Instructions for the task: Reproduce the following lines verbatim.

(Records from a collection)
□ □ □
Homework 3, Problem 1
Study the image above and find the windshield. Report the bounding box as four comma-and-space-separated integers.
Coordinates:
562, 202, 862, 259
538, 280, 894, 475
□ □ □
Task solution:
Homework 3, Problem 1
Study the image above and find the windshield. Report the bounding box as four comma-and-space-separated integers.
Coordinates:
562, 202, 862, 259
538, 280, 894, 475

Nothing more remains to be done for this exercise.